**INSTRUCTIONS TO FOLLOW:** Starting at the first line of the entries, extract each line up to and including the one that contains "# Target: bus", but leave out the pictures.

[Dataset entries]
>>>>
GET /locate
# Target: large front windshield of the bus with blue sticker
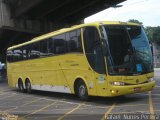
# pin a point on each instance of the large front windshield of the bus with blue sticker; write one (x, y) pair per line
(128, 49)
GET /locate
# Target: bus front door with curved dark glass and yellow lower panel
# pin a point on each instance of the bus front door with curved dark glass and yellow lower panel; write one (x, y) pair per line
(95, 57)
<<<<
**OUTPUT BELOW:**
GET /locate
# Target: large front windshield of the bus with blue sticker
# pin a point on each instance of the large front windshield of the bus with blue sticker; write one (x, y) pair per line
(128, 49)
GET /locate
# Target: bus front door with curved dark glass and yellow lower panel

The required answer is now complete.